ARBEITSANWEISUNGEN =
1. Wie hoch war laut Lesetext die Prävalenz des Raynaud-Phänomens in der Allgemeinbevölkerung Nordschwedens?
2. Schreiben Sie den Abschnitt des Lesetexts, der mit "Unter der Allgemeinbevölkerung" beginnt und bis "oft durch Sehnenschäden." reicht, noch einmal ab und tauschen Sie dabei "Nordschweden" gegen "Nordnorwegen" aus.

LESETEXT =
Sozioökonomische Auswirkungen

Unter der Allgemeinbevölkerung in Nordschweden lag die Prävalenz des Raynaud-Phänomens (RP) bei 12%; dies wirkte sich bei auch in kälterer Umgebung arbeitenden Berufstätigen nicht auf die Dauer und Häufigkeit von Erkrankungen und den Lebensunterhalt aus. Patienten mit RP im Rahmen einer Systemischen Sklerose (SSc) hatten zu 25% Beeinträchtigungen in der Gebrauchsfähigkeit der Hände, mit Tendenz zur Verschlechterung, allerdings oft durch Sehnenschäden.

Einflussfaktoren

Patienten mit niedrigerem Body-Mass-Index (BMI) sind häufiger vom RP betroffen. Es tritt auch öfter auf, wenn Patienten Gewicht verlieren, durchaus auch als Folge von Diäten. Auch bei niedrigen Außentemperaturen kommt das RP häufig vor. Diese Abhängigkeit betrifft nicht nur das primäre RP – ein klarer Zusammenhang lässt sich auch bei zugrunde liegender SSc nachweisen.

AUFGELISTETE DATENSÄTZE =

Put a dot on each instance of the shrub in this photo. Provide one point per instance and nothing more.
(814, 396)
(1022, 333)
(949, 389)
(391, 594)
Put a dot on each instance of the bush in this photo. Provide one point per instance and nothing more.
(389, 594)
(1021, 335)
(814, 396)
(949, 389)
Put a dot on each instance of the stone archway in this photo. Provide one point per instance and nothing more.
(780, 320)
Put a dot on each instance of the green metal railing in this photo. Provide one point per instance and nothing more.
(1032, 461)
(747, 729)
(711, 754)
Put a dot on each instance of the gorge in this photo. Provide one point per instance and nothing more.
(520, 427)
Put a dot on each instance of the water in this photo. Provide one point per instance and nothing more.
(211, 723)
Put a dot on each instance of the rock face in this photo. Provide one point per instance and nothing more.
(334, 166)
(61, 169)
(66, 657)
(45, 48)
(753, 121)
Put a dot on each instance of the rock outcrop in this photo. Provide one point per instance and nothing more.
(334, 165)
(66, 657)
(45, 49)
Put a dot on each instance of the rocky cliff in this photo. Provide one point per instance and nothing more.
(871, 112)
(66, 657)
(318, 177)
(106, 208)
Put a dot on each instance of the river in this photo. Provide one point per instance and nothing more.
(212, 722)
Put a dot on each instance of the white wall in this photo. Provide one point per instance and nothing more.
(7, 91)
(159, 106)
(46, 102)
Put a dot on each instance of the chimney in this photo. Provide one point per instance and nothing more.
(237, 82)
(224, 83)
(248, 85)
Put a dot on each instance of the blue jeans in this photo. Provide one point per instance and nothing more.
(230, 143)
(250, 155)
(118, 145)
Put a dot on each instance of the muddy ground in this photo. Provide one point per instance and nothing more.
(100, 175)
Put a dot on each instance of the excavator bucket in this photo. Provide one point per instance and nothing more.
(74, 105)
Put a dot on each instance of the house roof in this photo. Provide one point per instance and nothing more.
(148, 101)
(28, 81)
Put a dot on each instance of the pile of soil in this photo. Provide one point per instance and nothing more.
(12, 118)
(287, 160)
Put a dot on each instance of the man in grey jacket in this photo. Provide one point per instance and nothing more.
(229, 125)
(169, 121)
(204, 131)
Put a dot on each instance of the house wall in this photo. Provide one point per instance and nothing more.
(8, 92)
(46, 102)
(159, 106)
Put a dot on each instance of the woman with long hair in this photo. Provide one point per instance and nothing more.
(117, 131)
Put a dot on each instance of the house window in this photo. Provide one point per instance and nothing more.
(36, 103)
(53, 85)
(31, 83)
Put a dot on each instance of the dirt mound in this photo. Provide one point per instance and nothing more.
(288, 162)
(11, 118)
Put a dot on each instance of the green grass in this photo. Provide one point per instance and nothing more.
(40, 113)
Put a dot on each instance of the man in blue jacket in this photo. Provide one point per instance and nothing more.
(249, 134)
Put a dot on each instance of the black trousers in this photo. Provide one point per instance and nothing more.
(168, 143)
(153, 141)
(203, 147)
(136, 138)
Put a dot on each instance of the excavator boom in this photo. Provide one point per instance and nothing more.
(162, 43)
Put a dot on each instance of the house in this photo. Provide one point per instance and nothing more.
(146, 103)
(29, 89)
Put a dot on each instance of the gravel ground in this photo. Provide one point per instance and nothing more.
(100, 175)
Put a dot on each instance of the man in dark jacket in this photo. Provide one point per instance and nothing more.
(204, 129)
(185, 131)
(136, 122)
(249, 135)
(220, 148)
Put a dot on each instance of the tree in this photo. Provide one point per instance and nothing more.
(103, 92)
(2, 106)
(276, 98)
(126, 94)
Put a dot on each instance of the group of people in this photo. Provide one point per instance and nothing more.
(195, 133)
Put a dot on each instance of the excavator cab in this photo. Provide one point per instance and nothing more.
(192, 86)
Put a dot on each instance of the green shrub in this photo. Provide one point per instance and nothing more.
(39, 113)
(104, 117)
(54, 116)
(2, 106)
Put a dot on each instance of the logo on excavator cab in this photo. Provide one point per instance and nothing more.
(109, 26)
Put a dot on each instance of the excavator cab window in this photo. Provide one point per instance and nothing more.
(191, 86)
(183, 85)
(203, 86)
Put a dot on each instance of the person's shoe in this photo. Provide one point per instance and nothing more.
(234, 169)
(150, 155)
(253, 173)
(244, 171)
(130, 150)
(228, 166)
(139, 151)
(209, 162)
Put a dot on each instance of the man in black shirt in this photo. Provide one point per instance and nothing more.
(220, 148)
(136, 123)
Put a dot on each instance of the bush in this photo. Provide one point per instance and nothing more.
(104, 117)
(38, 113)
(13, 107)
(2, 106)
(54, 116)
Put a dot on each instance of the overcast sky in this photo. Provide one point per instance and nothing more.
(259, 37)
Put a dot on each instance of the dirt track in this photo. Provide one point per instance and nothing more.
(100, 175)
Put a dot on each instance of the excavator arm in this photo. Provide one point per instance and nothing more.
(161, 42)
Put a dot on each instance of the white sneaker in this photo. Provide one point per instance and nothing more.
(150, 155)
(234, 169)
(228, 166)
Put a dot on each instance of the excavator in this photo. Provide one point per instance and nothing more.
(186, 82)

IHRE ANTWORTEN =
1. Sie lag bei 12 %.

2.
Unter der Allgemeinbevölkerung in Nordnorwegen lag die Prävalenz des Raynaud-Phänomens (RP) bei 12%; dies wirkte sich bei auch in kälterer Umgebung arbeitenden Berufstätigen nicht auf die Dauer und Häufigkeit von Erkrankungen und den Lebensunterhalt aus. Patienten mit RP im Rahmen einer Systemischen Sklerose (SSc) hatten zu 25% Beeinträchtigungen in der Gebrauchsfähigkeit der Hände, mit Tendenz zur Verschlechterung, allerdings oft durch Sehnenschäden.